** START OF Material for this task **

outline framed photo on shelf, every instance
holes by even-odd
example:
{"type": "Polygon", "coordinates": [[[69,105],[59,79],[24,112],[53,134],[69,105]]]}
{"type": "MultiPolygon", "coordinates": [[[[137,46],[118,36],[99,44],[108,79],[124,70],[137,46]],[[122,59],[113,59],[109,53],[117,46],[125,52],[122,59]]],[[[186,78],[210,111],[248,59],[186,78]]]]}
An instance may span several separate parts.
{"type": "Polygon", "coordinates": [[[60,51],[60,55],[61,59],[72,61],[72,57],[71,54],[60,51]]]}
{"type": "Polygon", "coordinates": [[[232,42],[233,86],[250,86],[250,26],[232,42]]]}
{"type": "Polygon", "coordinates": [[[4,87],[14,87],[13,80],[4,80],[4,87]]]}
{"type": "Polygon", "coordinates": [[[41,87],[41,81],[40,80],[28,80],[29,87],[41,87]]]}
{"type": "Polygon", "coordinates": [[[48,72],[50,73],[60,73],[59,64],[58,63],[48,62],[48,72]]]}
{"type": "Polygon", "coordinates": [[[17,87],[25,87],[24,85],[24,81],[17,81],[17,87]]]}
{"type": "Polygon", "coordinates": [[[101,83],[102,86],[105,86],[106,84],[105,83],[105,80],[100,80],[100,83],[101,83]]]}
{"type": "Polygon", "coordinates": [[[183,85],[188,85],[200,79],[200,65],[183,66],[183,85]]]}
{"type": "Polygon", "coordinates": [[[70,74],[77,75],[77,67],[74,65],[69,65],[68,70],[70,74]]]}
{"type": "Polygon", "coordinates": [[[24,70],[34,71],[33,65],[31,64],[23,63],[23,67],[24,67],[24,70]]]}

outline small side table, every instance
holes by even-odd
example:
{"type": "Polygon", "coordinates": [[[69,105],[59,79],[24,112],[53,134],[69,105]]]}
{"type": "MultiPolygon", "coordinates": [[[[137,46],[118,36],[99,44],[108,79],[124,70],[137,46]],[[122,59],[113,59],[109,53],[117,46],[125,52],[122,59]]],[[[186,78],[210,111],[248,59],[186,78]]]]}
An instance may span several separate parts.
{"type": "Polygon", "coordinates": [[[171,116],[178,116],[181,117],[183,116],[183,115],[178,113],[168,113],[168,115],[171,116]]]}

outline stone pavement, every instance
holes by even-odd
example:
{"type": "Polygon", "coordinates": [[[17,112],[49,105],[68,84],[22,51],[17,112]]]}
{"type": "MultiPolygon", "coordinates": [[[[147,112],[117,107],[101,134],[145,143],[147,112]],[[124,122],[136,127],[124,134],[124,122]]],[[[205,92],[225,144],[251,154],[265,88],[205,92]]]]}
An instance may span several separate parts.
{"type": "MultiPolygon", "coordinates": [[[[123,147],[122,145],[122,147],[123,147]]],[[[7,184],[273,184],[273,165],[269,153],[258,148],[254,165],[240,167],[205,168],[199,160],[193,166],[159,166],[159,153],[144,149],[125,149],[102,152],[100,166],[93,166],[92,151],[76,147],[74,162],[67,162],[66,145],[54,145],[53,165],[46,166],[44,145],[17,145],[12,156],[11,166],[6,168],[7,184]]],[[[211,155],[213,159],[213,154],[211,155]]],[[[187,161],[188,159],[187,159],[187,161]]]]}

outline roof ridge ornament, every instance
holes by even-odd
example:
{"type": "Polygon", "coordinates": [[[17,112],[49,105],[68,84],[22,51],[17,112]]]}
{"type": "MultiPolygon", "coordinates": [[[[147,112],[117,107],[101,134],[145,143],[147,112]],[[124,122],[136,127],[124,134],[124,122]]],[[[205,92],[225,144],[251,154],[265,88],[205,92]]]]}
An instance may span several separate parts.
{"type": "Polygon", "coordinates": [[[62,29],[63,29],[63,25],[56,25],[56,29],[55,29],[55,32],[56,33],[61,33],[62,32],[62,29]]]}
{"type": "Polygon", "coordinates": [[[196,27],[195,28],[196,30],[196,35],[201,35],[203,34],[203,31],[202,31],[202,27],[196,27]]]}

** END OF Material for this task **

Print all of the material above again, line for line and unchanged.

outline framed photo on shelf, every instance
holes by even-odd
example:
{"type": "Polygon", "coordinates": [[[69,105],[59,79],[24,112],[53,134],[69,105]]]}
{"type": "MultiPolygon", "coordinates": [[[[137,46],[118,36],[99,44],[108,79],[124,70],[137,46]],[[122,59],[113,59],[109,53],[117,46],[125,52],[122,59]]],[[[186,78],[210,111],[248,59],[186,78]]]]}
An instance may span several separate parts.
{"type": "Polygon", "coordinates": [[[60,51],[60,55],[61,59],[72,61],[72,57],[71,54],[60,51]]]}
{"type": "Polygon", "coordinates": [[[232,42],[233,86],[250,86],[250,26],[232,42]]]}
{"type": "Polygon", "coordinates": [[[4,87],[14,87],[13,80],[4,80],[4,87]]]}
{"type": "Polygon", "coordinates": [[[41,87],[41,81],[40,80],[28,80],[29,87],[41,87]]]}
{"type": "Polygon", "coordinates": [[[48,72],[50,73],[60,73],[59,64],[58,63],[48,62],[48,72]]]}
{"type": "Polygon", "coordinates": [[[17,87],[25,87],[24,85],[24,81],[17,81],[17,87]]]}
{"type": "Polygon", "coordinates": [[[101,83],[102,86],[105,86],[106,84],[105,83],[105,80],[100,80],[100,83],[101,83]]]}
{"type": "Polygon", "coordinates": [[[183,85],[188,85],[200,79],[200,65],[183,66],[183,85]]]}
{"type": "Polygon", "coordinates": [[[70,74],[77,75],[77,67],[74,65],[69,65],[68,70],[70,74]]]}
{"type": "Polygon", "coordinates": [[[24,70],[34,71],[33,65],[31,64],[23,63],[23,67],[24,67],[24,70]]]}

outline small side table, every instance
holes by even-odd
example:
{"type": "Polygon", "coordinates": [[[69,105],[59,79],[24,112],[53,134],[69,105]]]}
{"type": "MultiPolygon", "coordinates": [[[[137,46],[118,36],[99,44],[108,79],[124,70],[137,46]],[[122,59],[113,59],[109,53],[117,46],[125,52],[122,59]]],[[[186,78],[210,111],[248,59],[186,78]]]]}
An instance may span several separate parts.
{"type": "Polygon", "coordinates": [[[171,116],[178,116],[181,117],[183,116],[183,115],[178,113],[168,113],[168,115],[171,116]]]}

outline stone pavement, every instance
holes by even-odd
example:
{"type": "Polygon", "coordinates": [[[17,112],[49,105],[68,84],[22,51],[17,112]]]}
{"type": "MultiPolygon", "coordinates": [[[[147,112],[117,107],[101,134],[145,143],[147,112]],[[124,122],[136,127],[124,134],[124,122]]],[[[205,92],[225,144],[251,154],[265,88],[205,92]]]]}
An instance may span several separate parts.
{"type": "MultiPolygon", "coordinates": [[[[123,147],[122,145],[122,147],[123,147]]],[[[7,184],[273,184],[273,165],[269,153],[258,148],[254,165],[240,167],[205,168],[199,160],[193,166],[159,166],[159,153],[144,149],[125,149],[102,152],[100,166],[93,166],[92,151],[76,147],[74,162],[67,162],[66,145],[54,145],[53,165],[46,166],[44,145],[17,145],[12,156],[11,166],[6,168],[7,184]]],[[[211,155],[213,159],[213,154],[211,155]]],[[[187,161],[188,159],[187,159],[187,161]]]]}

outline roof ridge ornament, every instance
holes by even-odd
example:
{"type": "Polygon", "coordinates": [[[17,112],[49,105],[68,84],[22,51],[17,112]]]}
{"type": "MultiPolygon", "coordinates": [[[[147,112],[117,107],[101,134],[145,143],[147,112]],[[124,122],[136,127],[124,134],[124,122]]],[[[205,92],[225,144],[251,154],[265,88],[205,92]]]]}
An instance may span several separate parts.
{"type": "Polygon", "coordinates": [[[62,29],[63,29],[63,25],[56,25],[56,29],[55,29],[55,32],[56,33],[61,33],[62,32],[62,29]]]}
{"type": "Polygon", "coordinates": [[[196,27],[195,28],[196,30],[196,35],[201,35],[203,34],[203,31],[202,31],[202,27],[196,27]]]}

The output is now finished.